• EXTRAIT CITÉ
++++++++++++++++++++

Peinture

Pinceau-encre

Texte : Frank Vigneron

Même si les outils de la peinture ont toujours été au centre de la pratique des peintres, ils n’ont guère bénéficié des préoccupations des théoriciens dans la tradition occidentale. Les pinceaux, en particulier, n’ont jamais éveillé d’autre attention que purement technique et, si la théorie des couleurs reste à la base d’une réflexion théorique vieille de plusieurs siècles (culminant dans les travaux de Eugène Chevreul (1786-1889), De la loi des contrastes simultanés des couleurs, qui allaient si fort influencer tout autant les derniers artistes romantiques que les Impressionnistes, les Pointillistes et même les Fauves), la théorie du pinceau restera quasiment inexistante au moins jusqu’à la période romantique. Ainsi, même Delacroix, qui dans son journal, cite le deuxième discours sur la peinture de Reynolds pour parler du pinceau («Reynolds disait qu’un peintre devait dessiner avec le pinceau. ») n’évoque celui-ci qu’incidemment et sans rapport direct avec la peinture. Il conserve donc à cet instrument son statut d’outil.

Si, dans cette phrase, le peintre anglais parle effectivement de l’outil-pinceau dans le contexte fort théorique de la relation entre dessin et couleur, thème qui devait obséder Delacroix, la plupart des théoriciens occidentaux prennent le terme de « pinceau » dans son sens métaphorique (comme, par exemple, « ce peintre a un beau pinceau », signifiant une belle facture). Chez Delacroix, qui s’intéressait aux effets de différents pinceaux, ce terme prend le plus souvent un sens purement technique. C’est d’ailleurs pendant cette période du Romantisme, que les effets d’empâtement, c’est-à-dire de formes données à des masses de peinture par l’emploi d’un pinceau rigide ou même d’un couteau, commencèrent à prendre une importance caractéristique (pour devenir un moyen expressif déterminant dès les premiers peintres de Barbizon et les Impressionnistes).

++++++++++++++++++++

• MATÉRIEL FOURNI
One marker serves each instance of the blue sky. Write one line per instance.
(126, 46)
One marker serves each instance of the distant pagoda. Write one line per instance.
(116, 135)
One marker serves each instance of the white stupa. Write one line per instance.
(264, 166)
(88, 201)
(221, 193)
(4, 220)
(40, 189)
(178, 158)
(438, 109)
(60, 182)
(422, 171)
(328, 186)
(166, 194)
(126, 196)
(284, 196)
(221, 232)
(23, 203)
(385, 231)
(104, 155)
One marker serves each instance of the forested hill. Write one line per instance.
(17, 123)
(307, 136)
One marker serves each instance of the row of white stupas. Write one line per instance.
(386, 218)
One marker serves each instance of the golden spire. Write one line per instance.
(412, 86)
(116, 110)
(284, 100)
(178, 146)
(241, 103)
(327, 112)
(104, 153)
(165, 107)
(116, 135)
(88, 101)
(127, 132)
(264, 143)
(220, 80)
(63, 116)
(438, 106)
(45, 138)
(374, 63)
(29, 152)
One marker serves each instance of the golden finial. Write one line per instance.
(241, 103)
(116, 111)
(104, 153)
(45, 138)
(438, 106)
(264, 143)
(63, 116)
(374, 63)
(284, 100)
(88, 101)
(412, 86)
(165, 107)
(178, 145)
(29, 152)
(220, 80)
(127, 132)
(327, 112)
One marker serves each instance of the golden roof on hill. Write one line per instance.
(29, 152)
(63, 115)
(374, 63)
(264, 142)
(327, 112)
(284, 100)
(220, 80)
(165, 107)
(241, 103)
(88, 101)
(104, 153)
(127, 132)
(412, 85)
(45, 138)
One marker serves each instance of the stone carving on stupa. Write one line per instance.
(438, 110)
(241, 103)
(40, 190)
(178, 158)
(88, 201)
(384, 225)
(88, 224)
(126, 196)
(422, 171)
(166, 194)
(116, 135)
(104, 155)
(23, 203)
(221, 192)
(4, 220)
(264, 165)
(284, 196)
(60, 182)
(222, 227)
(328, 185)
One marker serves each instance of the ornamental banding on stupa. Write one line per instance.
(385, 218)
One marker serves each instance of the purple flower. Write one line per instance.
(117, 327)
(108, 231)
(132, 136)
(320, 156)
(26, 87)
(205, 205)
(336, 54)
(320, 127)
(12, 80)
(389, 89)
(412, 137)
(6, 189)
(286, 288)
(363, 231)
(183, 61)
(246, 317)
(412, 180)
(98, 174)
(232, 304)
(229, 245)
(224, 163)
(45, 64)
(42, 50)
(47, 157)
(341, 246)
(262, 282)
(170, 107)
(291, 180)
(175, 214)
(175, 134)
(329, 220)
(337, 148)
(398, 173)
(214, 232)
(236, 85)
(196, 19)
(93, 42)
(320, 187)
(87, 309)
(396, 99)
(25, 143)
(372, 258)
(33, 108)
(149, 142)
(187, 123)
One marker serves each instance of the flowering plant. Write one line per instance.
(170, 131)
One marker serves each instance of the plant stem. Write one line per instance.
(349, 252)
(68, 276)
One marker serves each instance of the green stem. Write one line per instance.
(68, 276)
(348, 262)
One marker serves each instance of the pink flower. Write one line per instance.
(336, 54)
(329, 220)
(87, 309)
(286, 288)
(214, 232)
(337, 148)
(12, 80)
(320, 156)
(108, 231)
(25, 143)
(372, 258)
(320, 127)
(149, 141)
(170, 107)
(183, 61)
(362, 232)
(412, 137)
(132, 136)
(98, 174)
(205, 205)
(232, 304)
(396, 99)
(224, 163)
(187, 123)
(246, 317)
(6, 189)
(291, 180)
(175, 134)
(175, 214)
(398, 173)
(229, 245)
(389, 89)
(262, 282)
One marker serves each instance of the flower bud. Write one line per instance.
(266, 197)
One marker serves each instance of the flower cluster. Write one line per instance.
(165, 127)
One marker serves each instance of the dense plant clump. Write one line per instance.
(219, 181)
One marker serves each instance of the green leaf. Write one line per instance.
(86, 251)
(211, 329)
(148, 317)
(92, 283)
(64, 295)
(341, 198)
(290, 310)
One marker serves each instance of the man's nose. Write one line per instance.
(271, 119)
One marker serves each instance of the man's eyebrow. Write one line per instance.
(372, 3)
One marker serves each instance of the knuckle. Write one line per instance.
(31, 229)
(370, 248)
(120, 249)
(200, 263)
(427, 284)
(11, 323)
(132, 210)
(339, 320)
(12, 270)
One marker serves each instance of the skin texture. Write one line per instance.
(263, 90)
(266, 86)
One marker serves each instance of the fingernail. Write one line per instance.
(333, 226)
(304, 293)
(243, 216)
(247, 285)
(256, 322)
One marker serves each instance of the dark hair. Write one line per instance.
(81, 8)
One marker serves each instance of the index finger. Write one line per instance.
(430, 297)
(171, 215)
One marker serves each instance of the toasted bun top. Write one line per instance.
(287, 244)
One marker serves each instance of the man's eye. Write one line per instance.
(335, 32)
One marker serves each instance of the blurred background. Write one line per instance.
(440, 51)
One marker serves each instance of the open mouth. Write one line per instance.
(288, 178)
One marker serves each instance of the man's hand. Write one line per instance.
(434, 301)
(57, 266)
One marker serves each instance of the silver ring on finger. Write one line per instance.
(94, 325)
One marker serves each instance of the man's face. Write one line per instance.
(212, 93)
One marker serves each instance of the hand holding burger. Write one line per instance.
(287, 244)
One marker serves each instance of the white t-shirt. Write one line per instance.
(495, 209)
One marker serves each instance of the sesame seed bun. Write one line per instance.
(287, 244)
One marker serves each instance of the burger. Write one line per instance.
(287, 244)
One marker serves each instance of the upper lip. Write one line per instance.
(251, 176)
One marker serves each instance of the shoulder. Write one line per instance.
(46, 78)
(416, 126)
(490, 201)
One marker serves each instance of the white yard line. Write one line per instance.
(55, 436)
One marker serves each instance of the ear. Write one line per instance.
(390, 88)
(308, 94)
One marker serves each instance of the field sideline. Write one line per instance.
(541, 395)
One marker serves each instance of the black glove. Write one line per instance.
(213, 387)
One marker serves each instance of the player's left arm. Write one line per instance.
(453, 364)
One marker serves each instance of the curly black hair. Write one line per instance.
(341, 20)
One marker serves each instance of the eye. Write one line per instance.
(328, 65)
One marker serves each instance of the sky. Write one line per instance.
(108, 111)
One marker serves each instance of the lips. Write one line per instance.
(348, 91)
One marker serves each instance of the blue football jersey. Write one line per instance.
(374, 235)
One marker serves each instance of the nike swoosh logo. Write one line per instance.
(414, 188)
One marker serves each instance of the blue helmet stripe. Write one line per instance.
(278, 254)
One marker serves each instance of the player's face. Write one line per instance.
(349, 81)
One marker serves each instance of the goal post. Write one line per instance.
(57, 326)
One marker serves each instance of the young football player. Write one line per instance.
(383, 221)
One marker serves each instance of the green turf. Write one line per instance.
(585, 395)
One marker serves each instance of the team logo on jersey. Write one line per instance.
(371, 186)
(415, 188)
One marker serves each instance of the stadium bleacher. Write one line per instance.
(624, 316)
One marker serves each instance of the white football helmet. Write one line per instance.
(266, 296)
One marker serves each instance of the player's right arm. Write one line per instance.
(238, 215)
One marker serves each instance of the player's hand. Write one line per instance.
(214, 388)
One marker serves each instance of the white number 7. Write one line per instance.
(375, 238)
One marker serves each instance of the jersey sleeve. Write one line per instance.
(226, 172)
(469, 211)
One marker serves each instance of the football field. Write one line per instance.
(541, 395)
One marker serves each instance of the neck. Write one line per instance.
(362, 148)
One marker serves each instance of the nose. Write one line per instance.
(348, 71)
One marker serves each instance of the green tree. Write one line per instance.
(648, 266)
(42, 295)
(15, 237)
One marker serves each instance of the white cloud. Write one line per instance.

++++++++++++++++++++

Dites si chaque affirmation concorde avec le texte sur le pinceau, en répondant par oui ou non et en citant textuellement les mots qui tranchent. (a) Les travaux de Chevreul ont influencé les Impressionnistes. (b) Delacroix cite le premier discours sur la peinture de Reynolds. (c) L’empâtement peut s’obtenir avec un couteau. Appuyez-vous uniquement sur le texte sur le pinceau.

• CORRIGÉ
(a) Oui : « qui allaient si fort influencer tout autant les derniers artistes romantiques que les Impressionnistes ».
(b) Non : « cite le deuxième discours sur la peinture de Reynolds ».
(c) Oui : « par l’emploi d’un pinceau rigide ou même d’un couteau ».